◆ Page extract ◆

Note that most Power Electronics books don't show active rectification so usually you'll see the NMOS there replaced with just a diode pointing up from ground. Active rectification with the NMOS allows a much lower voltage drop between ground and the inductor so you waste less power. If a diode is there, there's generally a significant voltage drop on the order of 0.1 to 0.7 volts, which in a low-voltage power supply is very significant.

More detailed analysis: Vref provides a fraction of the output voltage. ADC (analog to digital converter) converts the voltage to a digital number. Then this value is subtracted from a digital reference voltage number. If the number is positive, then the measured value is less than Vref. The converse is true as well. This information then gets sent into a digital PID (proportional, integral, differential) controller which allows relatively easy control over the output without having too much overshoot, undershoot, or oscillations by a simple algorithm. This algorithm then sends the information along to the driver to go high or low resulting in as smooth of a voltage as possible. The PID controller allows changes in the output load, say turning on a motor, to not droop the voltage too long before the DPWM (digital PWM) corrects it by increasing the duty-cycle of the output to drive the PMOS higher for longer amounts of time to source the extra current needed for the motor turn on.

◆ Instruction 1 ◆
Extract the passage of the power supply text starting at "Note that most" and ending at "is very significant.".
The power supply text and the records have no connection to each other.

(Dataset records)
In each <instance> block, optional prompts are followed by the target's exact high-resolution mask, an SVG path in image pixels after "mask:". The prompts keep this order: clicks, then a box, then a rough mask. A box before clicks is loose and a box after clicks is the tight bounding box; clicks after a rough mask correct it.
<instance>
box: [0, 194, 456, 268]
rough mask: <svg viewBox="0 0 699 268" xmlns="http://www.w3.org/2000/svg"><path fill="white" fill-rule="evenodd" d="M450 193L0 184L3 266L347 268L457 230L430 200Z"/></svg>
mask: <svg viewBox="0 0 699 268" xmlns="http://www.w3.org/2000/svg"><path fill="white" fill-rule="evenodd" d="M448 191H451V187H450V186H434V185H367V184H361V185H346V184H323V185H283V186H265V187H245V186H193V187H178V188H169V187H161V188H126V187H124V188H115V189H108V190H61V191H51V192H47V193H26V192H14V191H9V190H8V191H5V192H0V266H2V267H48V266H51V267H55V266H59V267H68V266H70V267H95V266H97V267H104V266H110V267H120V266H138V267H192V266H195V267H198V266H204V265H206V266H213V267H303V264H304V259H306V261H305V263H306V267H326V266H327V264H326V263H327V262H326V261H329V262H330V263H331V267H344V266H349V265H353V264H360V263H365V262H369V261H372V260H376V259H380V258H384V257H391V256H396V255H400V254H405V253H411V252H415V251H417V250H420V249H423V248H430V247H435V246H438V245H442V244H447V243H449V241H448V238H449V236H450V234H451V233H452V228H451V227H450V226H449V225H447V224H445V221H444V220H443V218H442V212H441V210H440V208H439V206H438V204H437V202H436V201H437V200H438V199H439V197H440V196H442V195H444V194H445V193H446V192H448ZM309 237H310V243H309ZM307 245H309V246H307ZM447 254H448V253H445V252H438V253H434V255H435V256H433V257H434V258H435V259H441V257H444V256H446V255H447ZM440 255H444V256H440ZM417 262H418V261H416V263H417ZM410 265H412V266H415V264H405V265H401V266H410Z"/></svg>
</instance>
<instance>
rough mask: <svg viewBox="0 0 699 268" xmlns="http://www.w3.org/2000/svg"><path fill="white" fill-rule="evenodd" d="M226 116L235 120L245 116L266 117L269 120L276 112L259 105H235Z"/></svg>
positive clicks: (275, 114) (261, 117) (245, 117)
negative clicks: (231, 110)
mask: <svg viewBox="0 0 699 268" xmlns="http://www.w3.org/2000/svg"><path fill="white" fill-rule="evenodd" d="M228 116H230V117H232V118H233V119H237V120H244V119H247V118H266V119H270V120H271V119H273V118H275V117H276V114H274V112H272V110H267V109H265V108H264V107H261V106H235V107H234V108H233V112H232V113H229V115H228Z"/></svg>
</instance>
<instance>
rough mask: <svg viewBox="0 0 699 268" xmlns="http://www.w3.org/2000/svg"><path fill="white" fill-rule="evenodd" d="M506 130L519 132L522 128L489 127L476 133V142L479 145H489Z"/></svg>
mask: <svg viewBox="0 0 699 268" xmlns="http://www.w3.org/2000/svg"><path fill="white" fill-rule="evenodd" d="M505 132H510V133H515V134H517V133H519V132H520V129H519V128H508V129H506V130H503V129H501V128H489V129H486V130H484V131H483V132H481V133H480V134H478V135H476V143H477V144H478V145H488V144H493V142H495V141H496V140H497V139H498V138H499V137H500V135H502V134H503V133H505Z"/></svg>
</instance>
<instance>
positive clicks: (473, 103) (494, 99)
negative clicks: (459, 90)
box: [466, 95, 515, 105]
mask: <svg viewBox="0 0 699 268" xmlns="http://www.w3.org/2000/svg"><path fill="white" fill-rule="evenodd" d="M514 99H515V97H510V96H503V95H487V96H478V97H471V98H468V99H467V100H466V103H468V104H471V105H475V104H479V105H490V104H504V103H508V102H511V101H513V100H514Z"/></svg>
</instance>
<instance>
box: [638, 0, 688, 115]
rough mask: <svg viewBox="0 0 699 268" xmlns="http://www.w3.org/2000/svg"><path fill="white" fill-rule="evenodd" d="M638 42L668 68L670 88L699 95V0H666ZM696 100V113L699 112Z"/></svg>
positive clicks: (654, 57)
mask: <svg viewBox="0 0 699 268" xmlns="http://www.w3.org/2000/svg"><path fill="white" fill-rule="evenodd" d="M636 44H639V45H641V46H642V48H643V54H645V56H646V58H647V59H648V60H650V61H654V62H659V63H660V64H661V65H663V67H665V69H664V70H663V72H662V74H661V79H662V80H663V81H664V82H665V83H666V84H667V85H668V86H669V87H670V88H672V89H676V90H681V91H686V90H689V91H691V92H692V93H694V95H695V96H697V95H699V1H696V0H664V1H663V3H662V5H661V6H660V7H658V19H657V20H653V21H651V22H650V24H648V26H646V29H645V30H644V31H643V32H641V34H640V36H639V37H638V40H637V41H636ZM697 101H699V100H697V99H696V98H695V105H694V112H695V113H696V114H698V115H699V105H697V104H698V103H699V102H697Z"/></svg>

◆ Instruction 2 ◆
Please copy the records word for word, starting at their first line and ending at the line that contains "193L0 184L3 266L347", with that line included.

◆ Exercise response 1 ◆
Note that most Power Electronics books don't show active rectification so usually you'll see the NMOS there replaced with just a diode pointing up from ground. Active rectification with the NMOS allows a much lower voltage drop between ground and the inductor so you waste less power. If a diode is there, there's generally a significant voltage drop on the order of 0.1 to 0.7 volts, which in a low-voltage power supply is very significant.

◆ Exercise response 2 ◆
In each <instance> block, optional prompts are followed by the target's exact high-resolution mask, an SVG path in image pixels after "mask:". The prompts keep this order: clicks, then a box, then a rough mask. A box before clicks is loose and a box after clicks is the tight bounding box; clicks after a rough mask correct it.
<instance>
box: [0, 194, 456, 268]
rough mask: <svg viewBox="0 0 699 268" xmlns="http://www.w3.org/2000/svg"><path fill="white" fill-rule="evenodd" d="M450 193L0 184L3 266L347 268L457 230L430 200Z"/></svg>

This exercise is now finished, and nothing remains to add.